* PROBLEM DESCRIPTION
Copy the listing below, swapping every "pin" for "mark" and leaving all other text unchanged.

BEGIN ENTRIES SUPPLIED

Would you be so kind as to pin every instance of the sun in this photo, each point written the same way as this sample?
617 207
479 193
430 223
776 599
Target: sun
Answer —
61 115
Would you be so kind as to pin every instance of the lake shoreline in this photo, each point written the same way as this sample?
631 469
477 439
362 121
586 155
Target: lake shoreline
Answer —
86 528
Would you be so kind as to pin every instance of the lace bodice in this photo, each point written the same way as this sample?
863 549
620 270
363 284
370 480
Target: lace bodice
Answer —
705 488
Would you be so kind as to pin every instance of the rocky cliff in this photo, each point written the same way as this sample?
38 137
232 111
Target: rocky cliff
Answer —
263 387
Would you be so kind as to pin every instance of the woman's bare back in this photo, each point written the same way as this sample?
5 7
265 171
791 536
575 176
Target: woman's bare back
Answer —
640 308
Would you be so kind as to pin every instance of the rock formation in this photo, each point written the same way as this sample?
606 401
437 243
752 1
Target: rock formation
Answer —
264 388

END ENTRIES SUPPLIED

* WRITTEN RESPONSE
Would you be so kind as to mark every instance of the sun in this photo, each point written the same way as this sample?
617 207
479 193
430 223
776 599
Target: sun
Answer —
61 115
Would you be so kind as to mark every instance of the lake shoreline in this photo, each point written the same way as this sample?
631 469
477 439
362 121
586 155
Target: lake shoreline
Answer —
86 528
Would you be so kind as to mark every instance of the lace bodice in this photo, each point written the same way as this sample?
863 549
620 270
363 284
370 480
Target: lace bodice
Answer —
705 488
Would you be so kind as to mark every instance of the rocky cliff in this photo, each point written the same way as this sample?
38 137
232 111
Target: rocky cliff
Answer —
263 387
Would you be so kind as to mark every instance of the woman's bare back in this photo, each point written the same way as this sample?
5 7
265 171
791 536
575 176
Target: woman's bare back
Answer —
640 308
Would you be so kind as to mark every instance of the rock formation in this photo, each point written the same way as this sample?
606 401
437 243
752 1
Target: rock formation
Answer —
264 388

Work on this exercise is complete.